- [Stored rows]:
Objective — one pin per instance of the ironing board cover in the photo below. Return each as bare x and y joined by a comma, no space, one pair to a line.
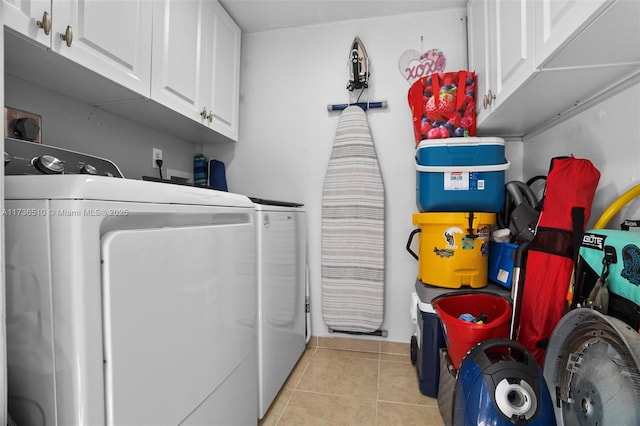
353,230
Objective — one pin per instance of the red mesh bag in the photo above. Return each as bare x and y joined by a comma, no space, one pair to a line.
443,105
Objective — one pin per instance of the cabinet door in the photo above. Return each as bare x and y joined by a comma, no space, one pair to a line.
178,61
29,18
224,74
557,20
479,45
111,38
514,60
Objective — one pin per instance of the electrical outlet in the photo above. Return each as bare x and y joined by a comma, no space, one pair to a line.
157,155
22,125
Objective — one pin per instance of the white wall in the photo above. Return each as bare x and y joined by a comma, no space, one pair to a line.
286,133
608,135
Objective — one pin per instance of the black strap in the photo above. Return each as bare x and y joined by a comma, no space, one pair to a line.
577,216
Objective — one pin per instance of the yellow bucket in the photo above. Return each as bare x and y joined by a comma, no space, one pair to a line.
454,248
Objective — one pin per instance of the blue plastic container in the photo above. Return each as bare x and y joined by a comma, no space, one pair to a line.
460,174
430,339
501,256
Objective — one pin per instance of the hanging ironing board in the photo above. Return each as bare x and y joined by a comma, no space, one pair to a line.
353,230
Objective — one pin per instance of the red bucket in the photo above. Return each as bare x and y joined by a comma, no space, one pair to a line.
460,335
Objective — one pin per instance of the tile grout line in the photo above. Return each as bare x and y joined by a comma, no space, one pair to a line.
295,388
378,383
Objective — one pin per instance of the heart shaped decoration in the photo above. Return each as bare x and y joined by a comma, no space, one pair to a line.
413,65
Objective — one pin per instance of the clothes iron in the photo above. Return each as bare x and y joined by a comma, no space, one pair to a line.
358,66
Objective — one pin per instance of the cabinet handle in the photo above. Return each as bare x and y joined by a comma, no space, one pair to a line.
67,36
45,24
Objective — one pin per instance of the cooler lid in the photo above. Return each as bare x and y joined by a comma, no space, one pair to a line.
470,141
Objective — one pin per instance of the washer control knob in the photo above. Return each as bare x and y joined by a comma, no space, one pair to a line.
48,164
88,169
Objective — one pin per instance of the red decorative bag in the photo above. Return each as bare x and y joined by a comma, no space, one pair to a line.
439,107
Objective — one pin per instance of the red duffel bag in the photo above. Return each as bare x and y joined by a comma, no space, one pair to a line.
566,207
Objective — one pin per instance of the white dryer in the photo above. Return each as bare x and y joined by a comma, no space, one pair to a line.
128,302
281,231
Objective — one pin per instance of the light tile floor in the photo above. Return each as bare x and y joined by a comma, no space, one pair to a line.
373,384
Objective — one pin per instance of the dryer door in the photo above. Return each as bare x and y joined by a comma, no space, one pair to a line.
179,318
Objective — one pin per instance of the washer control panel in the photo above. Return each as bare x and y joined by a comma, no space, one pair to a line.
29,158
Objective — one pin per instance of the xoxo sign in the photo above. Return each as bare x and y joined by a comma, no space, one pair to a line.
413,65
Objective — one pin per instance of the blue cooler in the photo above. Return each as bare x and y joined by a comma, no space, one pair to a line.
501,257
460,174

- [Work to do]: Starting with the line that contains "Objective — one pin per instance of the cooler", output every line through the end of the listing above, unchanged.

- [Written solution]:
Objective — one pin per instance of the cooler lid in the photo above. Return each as bare x and y joined by a comma, no space, one pair to a line.
470,141
Objective — one pin per instance of the washer control knob in the photo above. Return each as bare x and y joined by a comma, no space, one pair to a line.
48,164
88,169
Objective — one pin per instance of the red decorative bag in the photo above. Return each as bare x and y joined by a comma, no space, one pair to a line.
439,107
Objective — one pin per instance of the red duffel bag in the photo above. Return each as bare x and y joined by a comma, no space, one pair to a line.
566,207
Objective — one pin per instance of the white dryer in the photo above. Return each as bare x and y joined by a comma, no space, one pair to a line.
128,302
281,231
Objective — one pin per instance of the light tile floor in the photo above. Return each as bare x and y joined by a comma, no space, one pair to a line.
373,384
Objective — one pin per instance of the dryer door in the photo above. Return each as bare x and y joined by a comma, no space, one pair to a line.
179,318
Objective — one pin per instance of the washer control panel in the photo above. Return each as bare x and y joined by a comma, no space, one pair to a line.
29,158
Objective — one pin per instance of the xoxo sign in the photo above. Return each as bare x and y joined by a comma, no space, one pair to a line.
413,65
Objective — one pin per instance of the blue cooler in the photo above. Return each as bare x and y joined by a comma, no space, one pair to a line.
501,257
460,174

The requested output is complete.